> [DIRECTIONS]: Work through the data below and copy out every line where "span" is found.

[[ DATA FOR THIS EXERCISE, beginning ]]

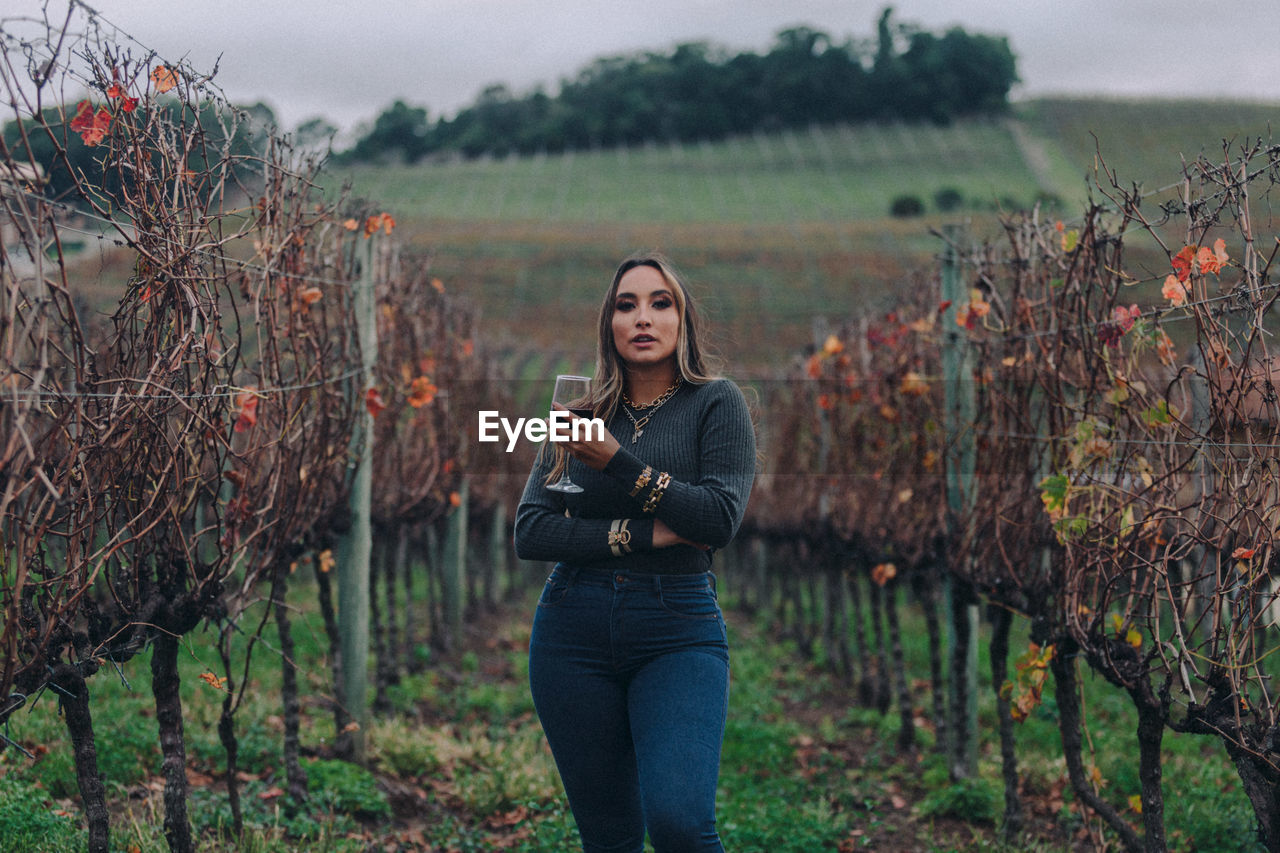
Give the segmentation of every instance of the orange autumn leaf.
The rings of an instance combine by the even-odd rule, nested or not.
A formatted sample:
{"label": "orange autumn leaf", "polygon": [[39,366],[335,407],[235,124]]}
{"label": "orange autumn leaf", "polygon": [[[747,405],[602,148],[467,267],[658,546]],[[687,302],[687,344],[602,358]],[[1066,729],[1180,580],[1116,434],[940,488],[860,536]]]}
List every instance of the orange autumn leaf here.
{"label": "orange autumn leaf", "polygon": [[1257,548],[1237,548],[1231,552],[1231,559],[1251,560],[1253,559],[1253,555],[1257,552],[1257,550],[1258,550]]}
{"label": "orange autumn leaf", "polygon": [[822,344],[823,355],[835,355],[844,352],[844,344],[835,335],[827,335],[826,341]]}
{"label": "orange autumn leaf", "polygon": [[1186,281],[1191,277],[1191,265],[1195,263],[1195,260],[1195,246],[1183,246],[1182,250],[1173,256],[1171,263],[1173,264],[1173,271],[1178,276],[1178,281]]}
{"label": "orange autumn leaf", "polygon": [[991,303],[982,298],[982,294],[974,291],[972,298],[956,310],[956,325],[962,329],[973,329],[978,321],[991,313]]}
{"label": "orange autumn leaf", "polygon": [[822,356],[814,353],[809,356],[809,360],[805,363],[804,372],[808,374],[810,379],[817,379],[822,375]]}
{"label": "orange autumn leaf", "polygon": [[360,223],[354,219],[347,219],[342,223],[342,227],[348,231],[354,231],[360,227]]}
{"label": "orange autumn leaf", "polygon": [[457,508],[462,506],[462,495],[457,492],[449,493],[449,506]]}
{"label": "orange autumn leaf", "polygon": [[1182,281],[1176,275],[1165,276],[1164,287],[1160,289],[1160,294],[1175,308],[1186,304],[1187,301],[1187,286]]}
{"label": "orange autumn leaf", "polygon": [[835,401],[831,399],[830,394],[818,395],[818,408],[824,412],[829,412],[835,406]]}
{"label": "orange autumn leaf", "polygon": [[436,289],[436,293],[444,293],[444,282],[438,278],[431,279],[431,286]]}
{"label": "orange autumn leaf", "polygon": [[923,397],[929,393],[929,383],[914,370],[908,370],[898,385],[898,390],[911,397]]}
{"label": "orange autumn leaf", "polygon": [[320,559],[317,565],[321,573],[323,574],[328,574],[329,572],[333,571],[333,566],[334,566],[333,551],[328,548],[321,551]]}
{"label": "orange autumn leaf", "polygon": [[1222,272],[1222,266],[1229,258],[1227,257],[1227,241],[1221,238],[1213,242],[1213,248],[1201,246],[1196,252],[1196,266],[1201,273],[1212,273],[1217,275]]}
{"label": "orange autumn leaf", "polygon": [[421,409],[436,398],[439,390],[428,377],[419,376],[409,388],[409,405]]}
{"label": "orange autumn leaf", "polygon": [[396,221],[390,213],[379,213],[375,216],[370,216],[364,221],[364,236],[372,237],[378,232],[378,229],[390,234],[391,229],[395,227]]}
{"label": "orange autumn leaf", "polygon": [[1225,264],[1227,261],[1231,260],[1231,258],[1227,255],[1226,240],[1223,240],[1221,237],[1219,237],[1217,240],[1213,241],[1213,256],[1214,258],[1217,259],[1219,268],[1221,268],[1221,266]]}
{"label": "orange autumn leaf", "polygon": [[240,409],[240,413],[236,417],[236,432],[248,432],[257,426],[258,399],[258,395],[252,390],[236,395],[236,406]]}
{"label": "orange autumn leaf", "polygon": [[225,677],[219,678],[218,676],[214,675],[212,672],[200,673],[200,680],[215,690],[224,689],[227,683],[227,679]]}
{"label": "orange autumn leaf", "polygon": [[151,82],[156,87],[156,92],[163,95],[165,92],[178,85],[178,75],[173,73],[173,69],[164,65],[157,65],[155,70],[151,72]]}
{"label": "orange autumn leaf", "polygon": [[308,287],[298,292],[298,300],[308,307],[318,302],[322,296],[324,293],[318,287]]}
{"label": "orange autumn leaf", "polygon": [[893,563],[881,563],[871,570],[871,580],[876,586],[884,586],[898,575],[898,567]]}
{"label": "orange autumn leaf", "polygon": [[476,342],[471,340],[471,338],[466,338],[462,342],[461,351],[463,358],[471,358],[476,351]]}
{"label": "orange autumn leaf", "polygon": [[371,417],[376,418],[387,407],[387,404],[383,401],[382,394],[377,388],[370,388],[364,392],[364,407],[369,410]]}

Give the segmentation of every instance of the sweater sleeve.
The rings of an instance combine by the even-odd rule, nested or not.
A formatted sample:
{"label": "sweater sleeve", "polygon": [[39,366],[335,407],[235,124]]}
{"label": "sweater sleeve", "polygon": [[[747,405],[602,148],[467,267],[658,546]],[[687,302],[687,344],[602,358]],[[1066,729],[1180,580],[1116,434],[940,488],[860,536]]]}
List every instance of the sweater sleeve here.
{"label": "sweater sleeve", "polygon": [[[545,448],[544,448],[545,450]],[[595,562],[621,556],[609,543],[614,522],[607,518],[573,518],[564,501],[546,487],[551,469],[550,453],[539,453],[516,509],[516,556],[522,560]],[[638,517],[628,522],[631,551],[653,547],[653,520]]]}
{"label": "sweater sleeve", "polygon": [[[652,507],[651,517],[662,519],[686,539],[723,548],[737,532],[747,509],[755,480],[756,443],[751,413],[738,386],[728,381],[716,384],[717,393],[699,418],[698,480],[671,480]],[[635,454],[620,448],[604,471],[630,489],[646,467]],[[646,514],[659,473],[653,471],[648,488],[636,495],[637,515]]]}

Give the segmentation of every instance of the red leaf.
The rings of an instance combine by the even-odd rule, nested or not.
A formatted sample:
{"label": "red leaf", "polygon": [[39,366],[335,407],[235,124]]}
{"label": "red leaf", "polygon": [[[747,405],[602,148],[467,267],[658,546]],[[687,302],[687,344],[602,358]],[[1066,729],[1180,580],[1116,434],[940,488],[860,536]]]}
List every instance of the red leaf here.
{"label": "red leaf", "polygon": [[84,144],[90,147],[97,145],[107,136],[111,129],[111,111],[106,107],[98,107],[93,111],[93,104],[81,101],[76,105],[75,118],[71,120],[71,130],[80,134]]}
{"label": "red leaf", "polygon": [[1183,246],[1182,251],[1173,256],[1173,269],[1178,274],[1178,281],[1186,281],[1191,277],[1191,263],[1195,258],[1195,246]]}
{"label": "red leaf", "polygon": [[364,405],[369,410],[370,417],[375,418],[387,407],[387,404],[383,402],[382,394],[379,393],[377,388],[370,388],[364,392]]}

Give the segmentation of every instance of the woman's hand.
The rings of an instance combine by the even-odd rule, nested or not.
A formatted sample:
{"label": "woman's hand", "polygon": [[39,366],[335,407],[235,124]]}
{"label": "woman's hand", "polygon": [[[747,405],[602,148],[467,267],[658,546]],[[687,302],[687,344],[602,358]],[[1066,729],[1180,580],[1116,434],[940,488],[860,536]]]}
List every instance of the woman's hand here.
{"label": "woman's hand", "polygon": [[660,518],[653,521],[653,547],[654,548],[670,548],[672,545],[692,545],[699,551],[706,551],[710,545],[703,545],[701,542],[694,542],[691,539],[685,539],[676,533],[667,523]]}
{"label": "woman's hand", "polygon": [[[562,412],[569,411],[559,403],[552,403],[551,407]],[[578,416],[572,413],[570,413],[569,417],[572,420],[578,419]],[[586,420],[586,418],[582,418],[582,420]],[[570,435],[573,434],[572,428],[566,430],[566,432]],[[557,443],[564,445],[565,450],[573,454],[573,457],[583,465],[596,471],[603,471],[604,466],[608,465],[609,460],[613,458],[613,454],[618,452],[620,445],[608,430],[604,430],[604,437],[596,441],[590,440],[590,435],[591,430],[579,429],[578,441],[561,441]]]}

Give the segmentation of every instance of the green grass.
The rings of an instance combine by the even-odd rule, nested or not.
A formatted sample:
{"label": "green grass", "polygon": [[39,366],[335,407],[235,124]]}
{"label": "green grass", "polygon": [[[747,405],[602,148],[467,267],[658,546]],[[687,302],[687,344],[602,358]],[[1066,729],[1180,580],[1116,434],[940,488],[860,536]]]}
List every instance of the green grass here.
{"label": "green grass", "polygon": [[[725,600],[733,601],[733,575],[722,575],[723,586],[728,591]],[[825,593],[819,584],[817,594]],[[816,614],[814,602],[806,595],[806,607]],[[816,618],[816,616],[814,617]],[[902,641],[906,660],[907,677],[912,686],[912,704],[917,715],[927,717],[932,702],[928,688],[928,638],[923,615],[914,607],[902,611]],[[756,623],[758,630],[772,630],[773,616],[760,613]],[[1025,620],[1015,620],[1011,637],[1011,658],[1025,650],[1029,626]],[[867,627],[867,637],[872,634]],[[861,765],[852,773],[856,780],[853,790],[868,802],[878,803],[881,820],[890,823],[898,832],[921,832],[930,820],[942,820],[950,831],[960,827],[979,831],[981,838],[960,848],[940,849],[992,849],[995,829],[1004,810],[1003,780],[999,729],[996,719],[995,697],[987,651],[989,634],[983,623],[980,633],[978,666],[978,776],[962,783],[950,781],[941,760],[933,754],[934,732],[930,726],[917,727],[916,738],[921,760],[913,762],[895,752],[900,719],[897,708],[888,714],[858,707],[852,702],[846,712],[835,718],[826,737],[820,742],[838,744],[842,739],[852,743],[870,744],[860,756]],[[793,645],[793,644],[791,644]],[[789,681],[780,685],[779,696],[790,708],[813,706],[823,701],[823,692],[833,689],[834,682],[825,675],[821,644],[815,646],[816,656],[807,661],[798,659],[793,664]],[[1086,737],[1084,762],[1086,768],[1097,766],[1101,796],[1116,807],[1141,833],[1141,815],[1133,811],[1130,797],[1139,794],[1138,779],[1137,714],[1128,697],[1093,674],[1083,661],[1079,664],[1083,696]],[[821,728],[819,729],[821,731]],[[1030,812],[1033,833],[1020,839],[1012,849],[1067,849],[1070,835],[1082,827],[1082,818],[1074,805],[1075,797],[1067,782],[1066,766],[1057,722],[1057,701],[1052,679],[1049,680],[1044,702],[1031,717],[1015,726],[1019,773],[1022,780],[1024,810]],[[1250,846],[1254,836],[1255,818],[1236,772],[1217,738],[1177,734],[1166,730],[1163,750],[1163,784],[1165,796],[1165,827],[1170,849],[1205,851],[1262,850],[1260,845]],[[914,801],[910,819],[901,810],[885,807],[883,791],[894,784],[914,786]],[[1054,802],[1061,803],[1060,813],[1048,814],[1045,809]],[[1037,811],[1039,809],[1039,811]],[[960,826],[957,826],[959,822]],[[935,826],[936,829],[936,826]],[[958,836],[957,836],[958,837]],[[921,835],[921,847],[924,846]],[[1021,846],[1020,846],[1021,845]],[[994,849],[1000,849],[998,847]]]}
{"label": "green grass", "polygon": [[[721,571],[731,606],[733,567]],[[821,595],[821,590],[818,591]],[[427,671],[392,690],[394,712],[368,729],[369,767],[325,757],[332,717],[316,701],[327,689],[313,591],[295,585],[298,660],[304,674],[302,741],[310,800],[295,808],[275,789],[280,760],[278,658],[262,650],[246,706],[237,718],[243,749],[246,837],[233,842],[216,720],[221,694],[196,675],[211,668],[209,634],[188,639],[183,656],[188,754],[195,780],[190,809],[207,849],[354,851],[370,844],[427,849],[560,853],[576,839],[554,763],[533,714],[527,687],[529,607],[487,619],[468,631],[465,648],[437,656]],[[730,610],[733,680],[718,796],[728,849],[768,853],[882,849],[1073,849],[1084,818],[1073,806],[1061,758],[1052,687],[1044,704],[1017,728],[1023,793],[1029,812],[1023,837],[999,840],[1003,811],[994,698],[985,662],[979,669],[979,773],[953,783],[934,755],[932,727],[917,727],[918,753],[899,755],[896,711],[859,707],[854,691],[779,641],[769,618]],[[917,716],[927,716],[927,646],[921,615],[903,613],[907,670]],[[1019,626],[1014,652],[1025,644]],[[984,637],[985,642],[985,637]],[[165,849],[145,656],[125,667],[128,686],[112,673],[91,681],[102,769],[113,811],[113,843],[144,853]],[[1084,674],[1088,765],[1102,795],[1137,824],[1128,806],[1137,793],[1136,719],[1127,699]],[[34,762],[0,753],[0,837],[35,846],[3,849],[61,853],[83,845],[74,774],[52,701],[14,718],[10,735],[42,755]],[[1164,780],[1166,824],[1177,849],[1238,850],[1252,812],[1222,747],[1211,738],[1168,733]],[[32,840],[34,839],[34,840]],[[1242,841],[1243,840],[1243,841]],[[17,844],[17,842],[14,842]]]}
{"label": "green grass", "polygon": [[1003,121],[813,127],[699,145],[651,144],[564,155],[423,161],[339,173],[361,196],[413,222],[727,223],[879,219],[941,189],[990,209],[1043,187]]}
{"label": "green grass", "polygon": [[1036,135],[1052,140],[1077,175],[1095,161],[1117,172],[1122,186],[1152,191],[1177,183],[1180,162],[1199,155],[1222,162],[1250,140],[1271,141],[1280,104],[1232,100],[1043,98],[1018,106]]}

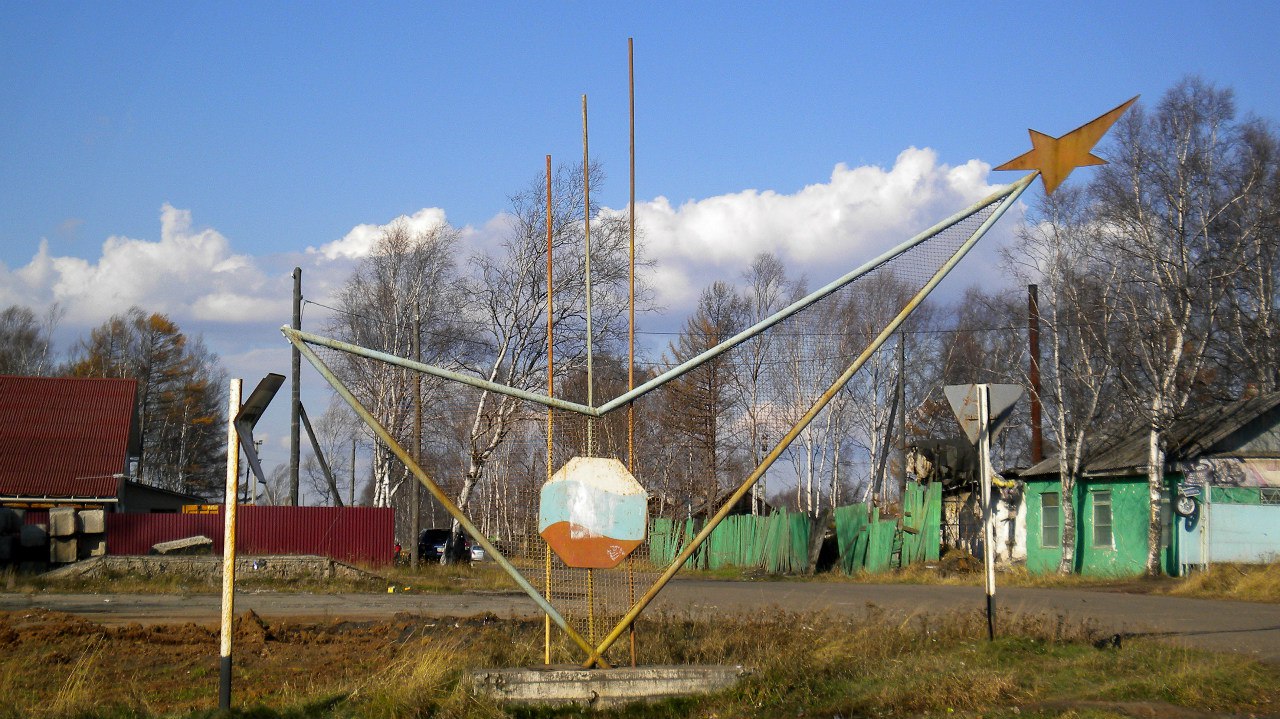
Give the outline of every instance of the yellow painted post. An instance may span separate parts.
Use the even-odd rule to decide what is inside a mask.
[[[223,502],[222,532],[222,644],[218,667],[218,708],[231,709],[231,619],[235,615],[236,586],[236,495],[240,484],[240,433],[236,415],[240,413],[243,381],[231,380],[227,404],[227,489]]]

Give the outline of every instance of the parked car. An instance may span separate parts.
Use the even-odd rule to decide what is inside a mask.
[[[473,549],[470,537],[459,534],[453,541],[450,538],[451,534],[447,529],[422,530],[418,534],[418,560],[439,563],[449,551],[452,551],[454,561],[457,562],[478,562],[484,559],[484,549],[478,546]],[[478,558],[476,552],[479,552]]]
[[[449,543],[449,530],[424,529],[418,533],[418,561],[439,562]]]

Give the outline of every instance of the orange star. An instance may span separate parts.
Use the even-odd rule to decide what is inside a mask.
[[[1107,130],[1124,114],[1129,106],[1138,101],[1133,99],[1062,137],[1050,137],[1043,132],[1028,130],[1031,133],[1031,151],[1025,152],[997,167],[997,170],[1036,170],[1044,182],[1045,194],[1050,194],[1067,179],[1067,175],[1077,167],[1089,165],[1105,165],[1107,161],[1094,155],[1093,146],[1098,144]]]

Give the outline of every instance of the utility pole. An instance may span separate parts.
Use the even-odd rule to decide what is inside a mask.
[[[293,329],[302,330],[302,268],[293,268]],[[302,353],[290,345],[290,368],[293,376],[292,397],[289,402],[289,505],[298,506],[298,456],[301,436],[298,427],[299,407],[302,406]]]
[[[1044,461],[1044,434],[1040,418],[1040,288],[1027,285],[1027,341],[1031,355],[1031,463]],[[1065,447],[1063,448],[1066,449]]]
[[[413,308],[413,359],[422,361],[422,307],[414,303]],[[413,461],[422,465],[422,373],[413,377]],[[418,534],[422,531],[422,487],[415,479],[410,486],[409,495],[409,562],[413,569],[418,569]]]

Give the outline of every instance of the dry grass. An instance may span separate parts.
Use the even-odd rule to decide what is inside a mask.
[[[419,640],[385,672],[357,686],[348,701],[370,719],[463,713],[469,697],[459,678],[467,653],[464,643],[455,639]]]
[[[832,572],[819,575],[819,581],[857,582],[865,584],[938,584],[981,586],[981,572],[941,571],[936,566],[915,564],[905,569],[852,576]],[[1195,571],[1186,577],[1097,577],[1079,574],[1032,574],[1025,567],[1000,569],[996,584],[1004,587],[1042,587],[1050,589],[1106,589],[1135,594],[1168,594],[1201,599],[1232,599],[1250,602],[1280,603],[1280,563],[1215,564],[1208,571]]]
[[[314,593],[356,593],[415,591],[435,594],[455,592],[518,591],[507,573],[492,562],[474,565],[457,564],[441,566],[424,564],[418,570],[407,567],[379,567],[368,570],[364,578],[315,577],[303,579],[279,579],[261,577],[241,572],[236,575],[236,587],[242,590]],[[113,593],[113,594],[201,594],[216,593],[221,588],[218,575],[192,576],[165,574],[139,576],[119,571],[108,571],[100,576],[52,580],[38,574],[21,574],[6,570],[0,575],[0,586],[10,592],[55,593]]]
[[[475,564],[423,564],[415,572],[408,567],[379,569],[392,586],[431,593],[520,591],[502,567],[494,562]]]
[[[1182,597],[1280,602],[1280,563],[1214,564],[1158,591]]]
[[[40,714],[48,717],[65,717],[86,714],[97,706],[102,696],[98,686],[97,665],[104,646],[101,638],[89,641],[89,645],[84,648],[67,671],[61,689],[54,695],[53,700],[42,708]]]
[[[296,682],[274,691],[264,686],[261,693],[252,694],[250,689],[268,682],[268,677],[281,676],[270,669],[272,662],[296,665],[326,646],[324,642],[352,636],[326,633],[321,625],[282,624],[269,627],[252,659],[237,665],[246,672],[237,680],[242,682],[237,685],[241,692],[237,713],[263,719],[513,715],[724,719],[990,717],[1013,716],[1020,707],[1030,709],[1027,714],[1032,716],[1114,716],[1126,713],[1125,706],[1138,704],[1148,710],[1148,716],[1177,712],[1265,715],[1280,707],[1280,669],[1274,666],[1146,639],[1098,649],[1094,646],[1098,633],[1091,625],[1058,616],[1010,615],[1001,618],[1001,627],[1003,635],[992,643],[985,640],[985,620],[977,612],[898,619],[872,611],[856,620],[778,612],[721,621],[654,616],[639,627],[641,664],[743,664],[752,673],[733,689],[708,697],[606,712],[508,713],[472,696],[465,673],[541,663],[540,621],[476,618],[446,623],[402,618],[386,623],[384,629],[362,629],[368,632],[368,643],[344,649],[353,656],[379,657],[366,662],[359,673],[344,678],[337,671],[341,662],[314,664],[305,671],[327,680],[314,685]],[[158,680],[143,673],[113,684],[105,677],[111,670],[106,657],[112,656],[115,640],[105,632],[98,646],[64,665],[74,663],[65,674],[50,676],[31,660],[59,646],[64,652],[75,646],[76,637],[60,636],[50,635],[43,644],[20,642],[0,657],[4,696],[19,696],[21,691],[33,707],[51,706],[51,697],[56,697],[56,711],[24,714],[0,709],[0,716],[212,716],[207,711],[166,714],[172,711],[166,707],[193,706],[192,690],[198,697],[194,706],[211,706],[216,672],[196,681],[168,684],[153,684]],[[556,636],[557,659],[576,658],[563,637]],[[303,643],[292,646],[294,641]],[[50,642],[58,646],[50,647]],[[142,651],[149,651],[147,645],[142,645]],[[625,662],[625,649],[613,651],[611,658]],[[147,701],[138,701],[138,696]]]

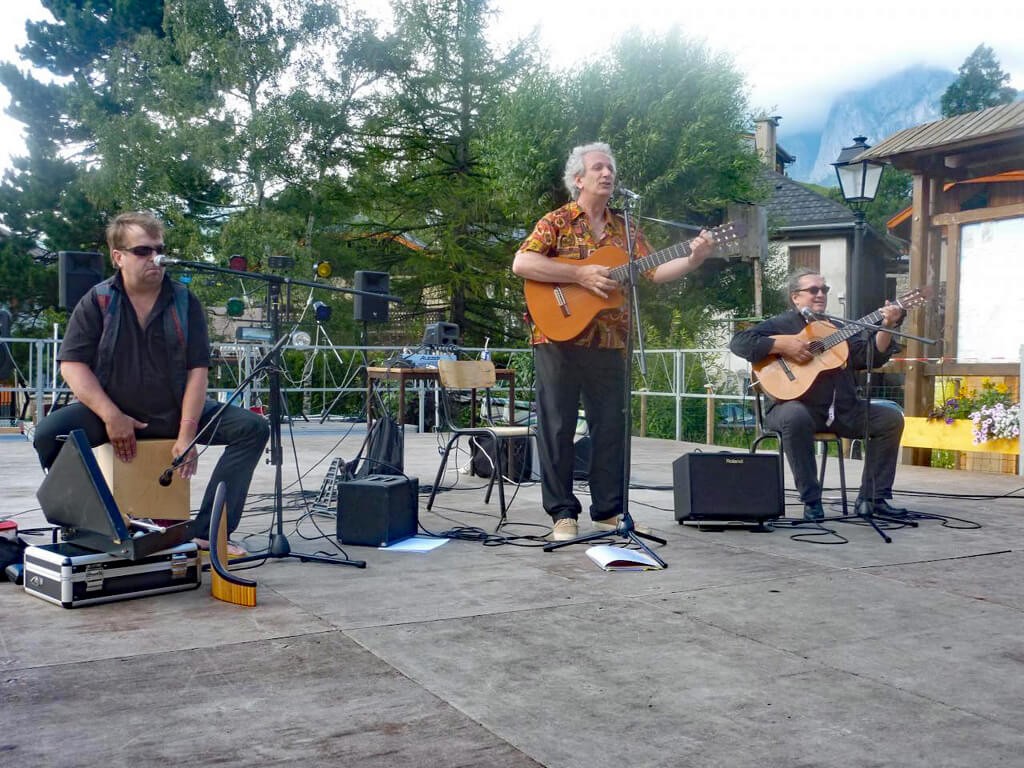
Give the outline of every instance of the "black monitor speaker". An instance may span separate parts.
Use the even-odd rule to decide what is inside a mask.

[[ DATA FOR THIS EXERCISE, end ]]

> [ANSWER AREA]:
Give the outline of every instance of the yellow painted post. An instance may span separate parts.
Give the outline of every instance of the parked car. An instance may span separate parts.
Give the outline of every instance of the orange star. An instance may span separate parts.
Give the outline of every instance of the utility pole. An instance may span separate parts.
Give the outline of every instance of the dry grass. An instance may span separate parts.
Give the outline of every instance of the "black monitor speaker". An instance may span separate parts.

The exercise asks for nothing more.